_Work required_.
Every entry should be duplicated verbatim, and no picture may appear in the copy.

_Listed records_.
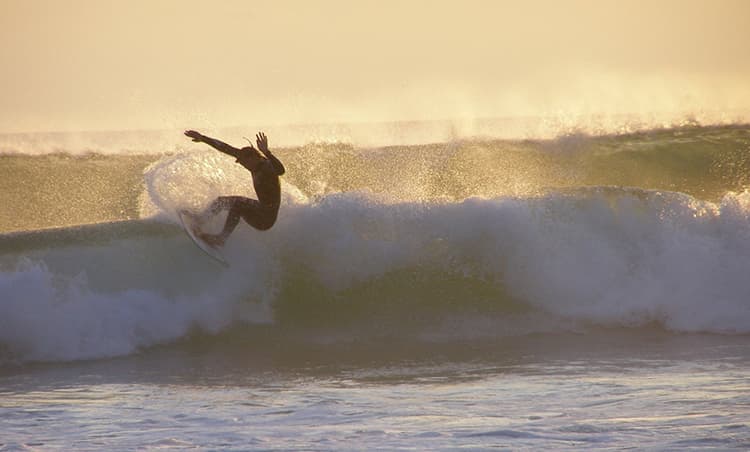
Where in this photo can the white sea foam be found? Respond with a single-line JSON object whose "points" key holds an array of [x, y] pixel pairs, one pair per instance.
{"points": [[608, 257]]}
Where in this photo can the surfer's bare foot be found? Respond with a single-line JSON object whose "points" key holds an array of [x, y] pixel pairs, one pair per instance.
{"points": [[216, 241]]}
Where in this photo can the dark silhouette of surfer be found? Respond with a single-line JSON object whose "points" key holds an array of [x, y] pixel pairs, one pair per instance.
{"points": [[265, 169]]}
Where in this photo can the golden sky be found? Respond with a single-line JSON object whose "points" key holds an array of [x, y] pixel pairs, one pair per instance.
{"points": [[106, 64]]}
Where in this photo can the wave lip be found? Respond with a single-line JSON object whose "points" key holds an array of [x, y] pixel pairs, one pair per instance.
{"points": [[357, 266]]}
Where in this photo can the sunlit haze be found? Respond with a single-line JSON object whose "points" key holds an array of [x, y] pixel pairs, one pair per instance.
{"points": [[101, 65]]}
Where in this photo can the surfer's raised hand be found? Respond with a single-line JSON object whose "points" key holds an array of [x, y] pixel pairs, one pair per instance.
{"points": [[262, 141], [197, 137]]}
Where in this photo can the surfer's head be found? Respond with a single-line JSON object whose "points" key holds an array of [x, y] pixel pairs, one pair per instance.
{"points": [[250, 157]]}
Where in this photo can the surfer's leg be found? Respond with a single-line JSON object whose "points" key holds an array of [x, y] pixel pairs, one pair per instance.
{"points": [[238, 206]]}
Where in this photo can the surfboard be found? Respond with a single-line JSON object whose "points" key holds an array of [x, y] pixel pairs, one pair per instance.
{"points": [[190, 225]]}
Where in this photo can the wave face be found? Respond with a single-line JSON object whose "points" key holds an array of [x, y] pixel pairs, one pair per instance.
{"points": [[446, 242]]}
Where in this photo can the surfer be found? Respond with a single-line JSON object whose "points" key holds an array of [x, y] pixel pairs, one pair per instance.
{"points": [[265, 169]]}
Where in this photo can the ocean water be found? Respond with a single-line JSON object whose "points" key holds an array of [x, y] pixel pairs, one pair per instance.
{"points": [[440, 290]]}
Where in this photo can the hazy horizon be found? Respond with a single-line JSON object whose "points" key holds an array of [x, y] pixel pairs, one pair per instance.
{"points": [[87, 65]]}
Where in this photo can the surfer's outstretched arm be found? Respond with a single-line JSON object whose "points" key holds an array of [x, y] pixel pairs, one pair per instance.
{"points": [[214, 143], [262, 141]]}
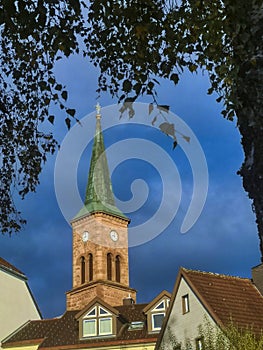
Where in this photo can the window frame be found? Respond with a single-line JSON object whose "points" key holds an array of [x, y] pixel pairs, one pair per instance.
{"points": [[86, 320], [153, 324], [99, 327], [97, 317], [199, 343], [185, 304]]}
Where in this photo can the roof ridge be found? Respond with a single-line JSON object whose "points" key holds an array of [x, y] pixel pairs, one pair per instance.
{"points": [[8, 266], [215, 274]]}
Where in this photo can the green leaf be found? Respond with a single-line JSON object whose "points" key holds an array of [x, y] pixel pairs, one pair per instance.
{"points": [[175, 78], [58, 87], [68, 123], [151, 107], [64, 95], [51, 119], [71, 112]]}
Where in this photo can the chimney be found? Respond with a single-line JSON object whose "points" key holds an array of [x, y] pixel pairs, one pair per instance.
{"points": [[257, 277], [128, 300]]}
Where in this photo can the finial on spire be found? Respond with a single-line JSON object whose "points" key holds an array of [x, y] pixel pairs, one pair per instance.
{"points": [[98, 108]]}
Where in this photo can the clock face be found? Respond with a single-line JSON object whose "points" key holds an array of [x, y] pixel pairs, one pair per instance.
{"points": [[114, 235], [85, 236]]}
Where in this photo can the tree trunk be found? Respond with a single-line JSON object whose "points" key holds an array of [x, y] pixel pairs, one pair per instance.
{"points": [[250, 118]]}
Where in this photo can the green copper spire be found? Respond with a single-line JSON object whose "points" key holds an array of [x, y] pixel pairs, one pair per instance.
{"points": [[99, 196]]}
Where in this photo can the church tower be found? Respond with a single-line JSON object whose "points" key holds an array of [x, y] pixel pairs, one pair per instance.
{"points": [[100, 238]]}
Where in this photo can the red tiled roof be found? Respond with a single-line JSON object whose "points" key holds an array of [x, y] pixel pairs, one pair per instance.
{"points": [[33, 330], [228, 298], [5, 264], [64, 331]]}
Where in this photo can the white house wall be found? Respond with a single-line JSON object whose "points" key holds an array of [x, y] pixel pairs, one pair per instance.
{"points": [[16, 303], [184, 327]]}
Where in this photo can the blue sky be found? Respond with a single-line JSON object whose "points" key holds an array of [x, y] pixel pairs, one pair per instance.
{"points": [[223, 240]]}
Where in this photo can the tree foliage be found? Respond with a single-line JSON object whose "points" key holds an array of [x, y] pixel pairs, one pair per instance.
{"points": [[33, 36], [134, 43], [211, 337]]}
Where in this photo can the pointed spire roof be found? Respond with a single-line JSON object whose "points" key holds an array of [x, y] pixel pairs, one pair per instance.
{"points": [[99, 195]]}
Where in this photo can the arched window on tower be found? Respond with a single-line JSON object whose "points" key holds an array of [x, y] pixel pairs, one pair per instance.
{"points": [[109, 266], [118, 268], [83, 269], [90, 261]]}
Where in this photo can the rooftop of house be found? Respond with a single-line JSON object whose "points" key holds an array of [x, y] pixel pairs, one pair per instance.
{"points": [[227, 298], [5, 265], [64, 331]]}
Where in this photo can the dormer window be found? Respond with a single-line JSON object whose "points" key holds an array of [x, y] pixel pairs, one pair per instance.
{"points": [[135, 325], [158, 313], [97, 322]]}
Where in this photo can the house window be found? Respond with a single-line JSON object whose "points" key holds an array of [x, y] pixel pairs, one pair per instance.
{"points": [[158, 314], [83, 269], [109, 266], [157, 320], [97, 322], [199, 344], [90, 267], [118, 268], [105, 326], [185, 304], [89, 328], [135, 325]]}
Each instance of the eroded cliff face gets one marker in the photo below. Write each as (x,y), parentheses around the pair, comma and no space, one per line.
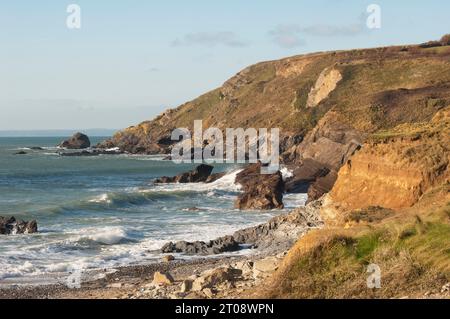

_Answer space_.
Where in this photo can the white sea foam be found? Respond with a single-line JSON object whose "points" key holds an array of [x, y] pixel pairs, one pair per instance.
{"points": [[608, 257]]}
Where in this photo can the surfer's bare foot be found? Respond with a single-line JSON object whose "points" key holds an array of [x, y] pixel pairs, one pair per instance.
{"points": [[216, 241]]}
Where in this photo can the dark silhouette of surfer be found? Respond with a single-line JSON object whose "points" key holds an array of [x, y] pixel pairs, one pair per instance.
{"points": [[265, 169]]}
Where in this photo can the golden sky be found? Respond with a single-line JSON object whose "points" key holds an array of [x, y] pixel pairs, one pair per instance.
{"points": [[106, 64]]}
Where in this photo can the wave lip be found? Respond with a single-line JSON object whose "points" key holds an array of [x, y] pixel pairs, one pair per instance.
{"points": [[357, 266]]}
Where in this photo can the sunlit haze be found? Respond with a single-line JSON object whose "points" key holds an array of [x, y] pixel pairs, one pair per instance.
{"points": [[101, 65]]}
Where in this photo can the surfer's raised hand be found? Respond with a single-line JSON object whose "points" key holds an array of [x, y] pixel pairs, one pair per instance.
{"points": [[262, 141], [197, 137]]}
Where in this photo can the surfer's head be found? Respond with a single-line JSON object whose "points" key holds an array of [x, y] pixel pairs, one pair per instance.
{"points": [[250, 157]]}
Where in this photo can the surfer's leg be found? Respond with a single-line JSON object whose "points" key holds an array of [x, y] pixel pairs, one pair per instance.
{"points": [[238, 206]]}
Where in this photo can the surfboard be found? Respond with a single-line JSON object whose "points" key holds an array of [x, y] pixel pairs, one pair per instance.
{"points": [[190, 225]]}
Where in this photo can the wave face be found? Respond with a single-line JSON object whose "points" key holds an array of [x, y] pixel pairs, one pair per instance.
{"points": [[446, 242]]}
Where in this photo can the surfer be found? Respond with a single-line JSON object whose "points" key holds an array of [x, y] pixel pairs, one pair per instance.
{"points": [[265, 169]]}
Where in this photo can the ocean water be found? Respond with a single-line JSON object whose "points" key holds an array of [x, y] pixel pairs, one pair per instance.
{"points": [[440, 290]]}
Where in this photo can the hazy horizon be found? Respond with a single-line JSON object whose "points" key holds an array of [x, y] pixel pairs, one pair per instance.
{"points": [[87, 65]]}
Where in this photo can the surfer's outstretched arm be found? Respond with a single-line JSON object whose "points" key holds an array of [x, y] pixel pairs, one pair per instance.
{"points": [[214, 143], [262, 141]]}
Where in this photo can the window frame be found? Respond with a single-line JSON object whose "points" key holds an array of [x, y] pixel pairs, one pair per instance.
{"points": [[86, 320], [153, 324], [99, 327], [97, 317], [199, 343], [185, 304]]}
Where in this photo can the roof ridge be found? Respond with a single-line JSON object whose "points" key holds an array of [x, y] pixel pairs, one pair per instance.
{"points": [[8, 266], [215, 274]]}
Where in this photo can the green leaf be found? Respond with a single-line JSON object whose "points" key holds an array of [x, y] pixel pairs, one pair per instance.
{"points": [[175, 78], [58, 87], [68, 123], [151, 107], [64, 95], [51, 119], [71, 112]]}
Where in this photo can the chimney be found? Respond with a single-line JSON object whose "points" key holds an array of [x, y] pixel pairs, one pair per instance.
{"points": [[257, 277], [128, 300]]}
Where in this photo can the finial on spire be found? Respond with a single-line JSON object whose "points" key holds an array of [x, y] pixel pairs, one pair per instance.
{"points": [[98, 108]]}
Where in this photo can the clock face be found? Respond with a single-line JSON object whose "points" key holds an array of [x, y] pixel pairs, one pair per instance.
{"points": [[114, 235], [85, 236]]}
Where in this photo can the tree trunk be found? Respond with a single-line JSON object whose "points" key holds an array of [x, y] pixel pairs, one pair per instance.
{"points": [[250, 118]]}
Where in this photo can the green copper spire be found? Respond with a single-line JSON object whose "points" key holds an array of [x, y] pixel pairs, one pair per instance.
{"points": [[99, 196]]}
Where in this photo can the church tower be found? Respond with a single-line JSON object whose "points" key holds an array of [x, y] pixel pairs, one pair per instance.
{"points": [[100, 238]]}
Where in this photo can the red tiled roof be found? Respond with a single-line JSON object whose "points" key holds an array of [x, y] pixel pairs, one pair per instance.
{"points": [[33, 330], [228, 298], [5, 264], [64, 331]]}
Where in this photo can the white house wall be found? Respond with a single-line JSON object whose "points" key holds an array of [x, y] pixel pairs, one pair per instance.
{"points": [[16, 303], [184, 327]]}
Where in this photo can the blue sky be found? Respond with a single-line JSON object whose "points" key holds an array of [x, y] pixel pairs, one pair per instance.
{"points": [[223, 240]]}
Where in this photo can the tree foliage be found? Respond with a single-line JSON object whose "points" key holds an array of [x, y] pixel pairs, one pair per instance.
{"points": [[33, 36], [134, 43], [211, 337]]}
Where in this photo can the pointed spire roof be found? Respond with a single-line JSON object whose "points" key holds an array of [x, y] pixel pairs, one pair per instance.
{"points": [[99, 195]]}
Where in this photo can the arched window on tower be found? Respond with a single-line JSON object whose "points" key holds an array of [x, y] pixel pairs, one pair per instance.
{"points": [[109, 266], [118, 268], [83, 269], [90, 261]]}
Where in this photo can the rooftop of house be found? Respond with a single-line JSON object whose "points" key holds an array of [x, y] pixel pairs, one pair per instance.
{"points": [[227, 298], [5, 265], [64, 331]]}
Where in this photo can the dormer window be found? Respond with a single-line JSON object whose "points" key holds an array of [x, y] pixel pairs, one pair per instance.
{"points": [[135, 325], [158, 313], [97, 322]]}
Where in this photo can the house window be found? Respond with a single-line JSON object whose "points" key holds an array of [x, y] pixel pairs, one pair per instance.
{"points": [[158, 314], [83, 269], [109, 266], [157, 320], [97, 322], [199, 344], [90, 267], [118, 268], [105, 326], [185, 304], [89, 328], [135, 325]]}
Each instance of the eroded cliff face gets one marker in the photo below. Write each as (x,y), parentheses around the pair, comma and no space, one per line.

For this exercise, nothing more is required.